━━ SOURCE TEXT

Hello Friends and Family,
I’m writing this from the car as Will and I are driving home after spending a long weekend exploring the California coast. We’ve had a great time away filled with rest and a whole lot of crazy beautiful California scenery. We drove up PCH/Hwy 1 all the way to San Francisco, stopping in Carmel for two nights along the way. Special thanks to Gigi, Grandpa, and Aunt Lulu (Lis) for taking care of the boys, the Mellis for hooking us up with a lovely cottage in Carmel, and to the many people who recommended sights and tastes along the way. We had a great time!
A little more than a week ago, Amos had his fourth sleep study. This sleep study was meant to measure his oxygen saturation levels as well as to monitor for any apnea throughout the night while Amos had his trach capped ( i.e. Not in use meaning he’s breathing just as you and I do rather than using the trach throughout the night). The goal of the study was to determine whether or not Amos needs the trach at night- the last step before getting the trach out. It took about a week to interpret the results and we heard on Friday from Amos’ pulmonologist. The good news is that the study was much better than the last one in January- Amos has improved on many levels particularly in his oxygen saturation. He was able to go the whole night with his trach capped and no supplementary oxygen. That is fantastic and indicates really good progress overall! We are excited and thankful for this development.
The slightly disappointing news is that there was still a concerning level of apnea detected, primarily obstructive apnea which almost always is related to an actual obstruction in the airway. The level recorded was only half as high as what was recorded on the last sleep study but still too high. We discussed this at length with Amos’ pulmonologist and even he is not totally sure what the cause of this might be. Every scope of Amos’ nasal and vocal airway has been clear, showing no obstructions so we will likely be trouble shooting/scoping/brainstorming with pulmonary and ENT to come up with an explanation and clear steps forward. The first step will be a sleep induced endoscopy to get a visual of the airway while Amos is sedated. ENT thinks that poor muscle tone in the airway might be the problem.
Please pray with us for wisdom, clarity, and the ability to make things happen swiftly as we all work to get Amos’ trach out. He is SO close and everyone knows it but unfortunately a trach is one of those things that can be a much bigger problem if taken out too soon. We are disappointed that we couldn’t clear this last hurdle but we know we are close and that we have great people working with us on this. Our biggest desire is to return to England without the trach. This would mean much less medical equipment as well as much greater risk of infection as we enter into cold and flu season and a wet British climate. There is still time to get the trach out before our September 2nd departure but we will need all hands on deck to get additional tests scheduled in time to make that happen. Thank you for praying.

━━━━

• **WHAT YOU WILL DO**
Continue the family update about Amos's sleep study and trach, starting right after its last sentence.

━━ INFORMATION SHOWN

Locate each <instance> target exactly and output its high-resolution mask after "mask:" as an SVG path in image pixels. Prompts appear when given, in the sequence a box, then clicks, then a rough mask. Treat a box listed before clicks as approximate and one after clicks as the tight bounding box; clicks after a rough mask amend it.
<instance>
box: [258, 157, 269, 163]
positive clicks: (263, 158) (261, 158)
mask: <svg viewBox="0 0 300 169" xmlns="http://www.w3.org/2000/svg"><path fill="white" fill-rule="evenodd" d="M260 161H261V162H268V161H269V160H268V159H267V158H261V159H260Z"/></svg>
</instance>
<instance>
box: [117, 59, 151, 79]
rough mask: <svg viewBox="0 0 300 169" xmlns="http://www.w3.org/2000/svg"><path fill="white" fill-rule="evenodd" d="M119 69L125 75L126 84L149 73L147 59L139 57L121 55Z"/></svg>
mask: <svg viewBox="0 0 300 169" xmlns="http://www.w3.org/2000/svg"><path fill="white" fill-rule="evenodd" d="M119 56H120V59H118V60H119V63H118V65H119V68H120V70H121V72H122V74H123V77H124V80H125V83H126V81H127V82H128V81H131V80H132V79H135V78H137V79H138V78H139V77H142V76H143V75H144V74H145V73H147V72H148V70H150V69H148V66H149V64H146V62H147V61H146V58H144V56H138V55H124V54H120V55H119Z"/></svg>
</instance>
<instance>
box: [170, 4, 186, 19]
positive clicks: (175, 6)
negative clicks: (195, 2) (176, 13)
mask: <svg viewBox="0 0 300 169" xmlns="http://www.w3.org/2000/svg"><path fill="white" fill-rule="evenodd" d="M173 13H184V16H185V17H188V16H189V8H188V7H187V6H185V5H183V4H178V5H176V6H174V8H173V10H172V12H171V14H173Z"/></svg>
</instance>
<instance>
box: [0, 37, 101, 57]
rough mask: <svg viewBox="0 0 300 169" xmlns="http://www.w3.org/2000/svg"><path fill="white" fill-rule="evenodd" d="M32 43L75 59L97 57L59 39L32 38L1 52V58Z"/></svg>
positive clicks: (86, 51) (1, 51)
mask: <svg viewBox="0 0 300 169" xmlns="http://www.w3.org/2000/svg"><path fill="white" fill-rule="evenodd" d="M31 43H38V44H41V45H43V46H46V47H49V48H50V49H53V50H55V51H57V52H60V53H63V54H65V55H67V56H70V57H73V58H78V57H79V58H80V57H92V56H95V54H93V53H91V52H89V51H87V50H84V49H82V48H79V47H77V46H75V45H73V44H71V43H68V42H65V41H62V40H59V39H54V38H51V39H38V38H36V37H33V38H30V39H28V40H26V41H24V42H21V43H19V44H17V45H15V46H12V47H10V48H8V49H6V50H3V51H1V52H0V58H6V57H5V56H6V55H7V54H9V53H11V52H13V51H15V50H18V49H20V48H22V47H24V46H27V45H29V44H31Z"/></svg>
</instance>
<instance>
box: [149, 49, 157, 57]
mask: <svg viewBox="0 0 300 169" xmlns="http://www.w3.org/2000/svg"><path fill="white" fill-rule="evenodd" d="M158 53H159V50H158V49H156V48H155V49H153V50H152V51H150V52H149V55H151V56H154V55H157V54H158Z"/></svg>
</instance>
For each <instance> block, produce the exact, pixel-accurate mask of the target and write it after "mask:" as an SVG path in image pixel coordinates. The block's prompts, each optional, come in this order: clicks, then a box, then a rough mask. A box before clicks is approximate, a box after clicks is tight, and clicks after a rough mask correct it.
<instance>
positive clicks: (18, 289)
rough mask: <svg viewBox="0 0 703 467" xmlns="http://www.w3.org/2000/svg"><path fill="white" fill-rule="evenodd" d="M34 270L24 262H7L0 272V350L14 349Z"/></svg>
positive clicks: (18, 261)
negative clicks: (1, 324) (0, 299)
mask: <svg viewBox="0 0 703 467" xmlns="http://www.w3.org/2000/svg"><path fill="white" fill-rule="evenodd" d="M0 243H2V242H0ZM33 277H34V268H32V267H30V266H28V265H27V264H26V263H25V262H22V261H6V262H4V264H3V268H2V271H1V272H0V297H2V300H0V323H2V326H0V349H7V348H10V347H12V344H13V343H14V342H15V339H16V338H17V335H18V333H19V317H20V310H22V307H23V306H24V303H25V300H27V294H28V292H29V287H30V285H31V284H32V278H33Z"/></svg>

━━━━

• **RESPONSE TO THIS TASK**
In other news, we’ve had some positive vision developments for Amos. He was recently fit for prism lenses by his vision therapist and her prism specialist. Together, they had decided to try him with a prism lense to see if it made a difference for his balance, depth perspective, and overall spatial recognition. As we’ve said before, Amos’ vision is good in both eyes but with the alignment struggles he’s continued to have some double vision and alignment is still a work in progress. With his prism glasses the idea will be that his sense of spatial perception will be more accurate along with depth perception. He won’t necessarily need these lenses permanently depending on how he responds. He will need to have the prisms adjusted every 2-4 months so it will be an important ongoing feature of vision therapy for Amos. We’ll keep you updated on the changes we see but we are hopeful that this will help greatly improve balance and decrease risk of falls.
We have a lot coming up in the next month or so- trips, milestones, etc. We will continue to post regularly to keep you updated. Thank you for praying and for all of the many ways you encourage us!!
Kelli, Will, Amos, and Luke
One thought on “Sleep Study and Update”
Dear Kelli, Will, Amos, & Lucas,
Thanks for this good report–your time “away” sounds perfect for you both, and we continue to pray and expect with you that both Amos’s breathing and sight will continue to improve. Each step is a step, and these are all steps forward, which means that … progress continues to progress!
Trusting and hoping along with you all.
fred (for us all)